* start Page *

7) What does the phrase the "forests of the night" symbolise?
Ans: The phrase "forests of the night" suggests and symbolises oppression, ignorance and superstition. The tiger is a creature of revolt and wrath. It burns in the forests of oppression and cruelties. It is ferocious spirit symbolising the wrath of God.
8) Bring out the significance of the title 'Vertue'.
Ans: Herbert's 'Vertue' is a simple and well-known poem which ends with a moral. Everything in the world must end but a virtuous soul is immortal. The sweet day, the sweet rose and the sweet spring- all will come to a close but a sweet and virtuous soul will never perish. Thus the title of the poem speaks of the theme and hence is very much apt and just.
9) What is "the seven sleepers" den referred to in 'The Good Morrow"? Bring out the relevence of the reference.
Ans. This legend is found in Gibbon's "Decline and Fall of the Roman Empire". In 250 AD seven noble Christian Youths fled from the persecution of Decius, the Persian Emperor. When they hid themselves in a cave, the emperor ordered them to be walled in there. They slept there for 200 years. Donne in "The Good Morrow" compares this state of insensitivity of the seven sleepers when they were in deep slumber with his own state when he had not met his becloved. Before this meeting, his life was dull and insipid. When the sleepers woke up they found real joy and mirth. After meeting his beloved the poet was full of joy, happiness and ecstasy.
10) Who is the Lotus-eater and why is he so called?
Ans:- Thomas Wilson is the lotus-eater in Maugham's story The Lotus Eater. The Greek veterans in Homer's Odyssey eat the lotus fruit on the lotusisland. The fruit has an enchanting effect making them oblivious of the past and mesmerising them into a blissful indolence. Drawing on this analogy, Maugham calls his hero Thomas Wilson a lotus-eater. Wilson is enchanted by the beauty of Capri, and abandons his life in the city to live in indolence and pleasure of beauty.
11) How does Arsat bear his tragedy?
Ans. Arsat plays the losing game of life nobly and heroically. The world has become dark for him. But he would not accept defeat. He would wreck vengeance on those men who murdered his brother. The dignity of manhood which he displays even in midst of the great stress and trial of life elevates him to the position of a tragic hero.

* end Page *

Exercise 1 | Gather every line of the rows that contains the word "beak" and copy each one out.
The study notes above have no connection to the rows that follow.

* start Records *

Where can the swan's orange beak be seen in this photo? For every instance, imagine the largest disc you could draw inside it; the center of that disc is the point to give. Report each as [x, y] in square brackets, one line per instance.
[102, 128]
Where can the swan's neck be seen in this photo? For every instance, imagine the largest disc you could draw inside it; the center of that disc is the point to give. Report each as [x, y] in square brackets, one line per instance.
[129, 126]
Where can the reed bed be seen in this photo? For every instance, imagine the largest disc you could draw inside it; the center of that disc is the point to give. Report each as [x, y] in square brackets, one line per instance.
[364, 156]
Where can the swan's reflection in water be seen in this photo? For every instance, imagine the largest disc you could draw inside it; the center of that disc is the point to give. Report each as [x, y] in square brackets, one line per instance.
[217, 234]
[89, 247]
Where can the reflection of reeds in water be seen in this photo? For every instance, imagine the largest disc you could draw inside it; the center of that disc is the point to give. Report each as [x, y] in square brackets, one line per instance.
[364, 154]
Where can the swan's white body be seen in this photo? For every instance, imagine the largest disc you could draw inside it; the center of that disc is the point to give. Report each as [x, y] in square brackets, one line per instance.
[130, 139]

* end Records *
* start Records *

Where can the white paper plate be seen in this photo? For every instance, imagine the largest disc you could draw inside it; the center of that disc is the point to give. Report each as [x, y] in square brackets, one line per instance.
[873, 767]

* end Records *

Exercise 2 | According to the study notes, how long did the seven sleepers sleep in the cave?

Task answer 1 |
Where can the swan's orange beak be seen in this photo? For every instance, imagine the largest disc you could draw inside it; the center of that disc is the point to give. Report each as [x, y] in square brackets, one line per instance.

Task answer 2 | They slept there for 200 years.